- Passage provided -

*** Begin section ***

Towards a Cancer-Free World
- Physicians Committee for Responsible Medicine trains volunteers how to cook foods to prevent and treat cancer (plant-based and free from sugar and refined oils).
- Use your vote, for a world free from environmental toxins (fracking can cause cancer). American biologist Sandra Steingraber was told her bladder cancer diagnosis was due to her mother having the same condition – but she is adopted.
- Don’t bother with pink ribbon campaigns. These are promoted often by companies that use cancer-causing chemicals. The original US campaign had a peach ribbon. The cancer patient would not allow its use for toxic beauty companies, which is why the ribbon is pink.
Boost (a medical silicone breathable breast form)

Boost is an innovative breast form (for women to use who have had mastectomies, made from medical silicone in Cornwall. It’s breathable and lightweight, in attractive colours and patterns (breast forms don’t have to be beige and boring!)

*** End section ***

- Extracted material -
*** Begin section ***

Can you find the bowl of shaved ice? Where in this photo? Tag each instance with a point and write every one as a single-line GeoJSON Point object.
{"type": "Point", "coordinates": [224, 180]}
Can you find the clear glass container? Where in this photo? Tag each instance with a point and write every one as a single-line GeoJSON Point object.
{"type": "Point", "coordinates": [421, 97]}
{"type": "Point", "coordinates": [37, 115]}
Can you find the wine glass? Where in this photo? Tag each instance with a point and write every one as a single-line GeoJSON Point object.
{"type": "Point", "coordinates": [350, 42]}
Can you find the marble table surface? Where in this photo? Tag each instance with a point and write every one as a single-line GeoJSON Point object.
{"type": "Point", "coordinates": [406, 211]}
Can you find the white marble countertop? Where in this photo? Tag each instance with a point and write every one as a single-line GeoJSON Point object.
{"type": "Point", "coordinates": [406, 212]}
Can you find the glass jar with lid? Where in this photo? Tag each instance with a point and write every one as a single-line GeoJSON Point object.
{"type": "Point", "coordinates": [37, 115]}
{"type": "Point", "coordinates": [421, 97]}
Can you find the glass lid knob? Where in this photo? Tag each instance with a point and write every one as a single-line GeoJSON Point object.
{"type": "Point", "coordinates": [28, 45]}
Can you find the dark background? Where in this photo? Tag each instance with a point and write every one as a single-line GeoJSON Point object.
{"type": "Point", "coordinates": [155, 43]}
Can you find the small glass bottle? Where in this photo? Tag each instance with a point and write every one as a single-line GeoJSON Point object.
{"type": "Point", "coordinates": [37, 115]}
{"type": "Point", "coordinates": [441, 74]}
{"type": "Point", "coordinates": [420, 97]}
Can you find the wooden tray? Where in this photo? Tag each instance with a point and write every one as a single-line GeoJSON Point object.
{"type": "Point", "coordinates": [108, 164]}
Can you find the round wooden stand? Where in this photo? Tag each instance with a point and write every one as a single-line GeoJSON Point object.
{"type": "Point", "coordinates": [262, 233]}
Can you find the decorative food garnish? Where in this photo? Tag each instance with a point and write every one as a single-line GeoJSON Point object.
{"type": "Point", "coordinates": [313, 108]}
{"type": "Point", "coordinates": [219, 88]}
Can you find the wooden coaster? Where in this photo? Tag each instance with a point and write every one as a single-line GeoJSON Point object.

*** End section ***

- Problems and tasks -
(a) List every feature the text on a cancer-free world gives for the Boost breast form.
(b) Carry on the text about a cancer-free world, starting right after its last sentence.
The items were taken from a separate source and are not related to the text.

- Task results -
(a)
- Innovative
- Made from medical silicone
- Made in Cornwall
- Breathable
- Lightweight
- Comes in attractive colors and patterns

(b)
Some are now sold in independent shops, ideal so you can try them on before purchase. You can now even get a Boost breast form on the NHS in England and Wales, contact your GP or Breast Care team to discuss.
Sold individually (so obviously order two for double mastectomies), they are designed to fit inside a standard bar, and sold by normal bra size (there are charts online including for abroad sizes).
For fuller breast shapes, there is a ‘curve range’ to create a more natural silhouette. Please allow up to five days to process orders, as this is a small company. You can send it back for replacement if it doesn’t not fit right, or a full refund.
Speak to your healthcare provider (GP, breast care nurse or physicians) to ensure you are ready to begin wearing a prosthesis, after surgery.
The breast forms are made from silicone, which is a much greener alternative to plastic, lasts for years and is easily recycled (it also doesn’t have the health concerns of plastic, next to your skin).
All offcuts (and old forms) are recycled into a material called Flekl, used to make lampshades and plant pots. The breast forms are also sent in reusable cotton bags. ‘Seconds’ (with small air bubbles or colour blemishes) are sometimes sold online at discounted prices, if you’re on a budget.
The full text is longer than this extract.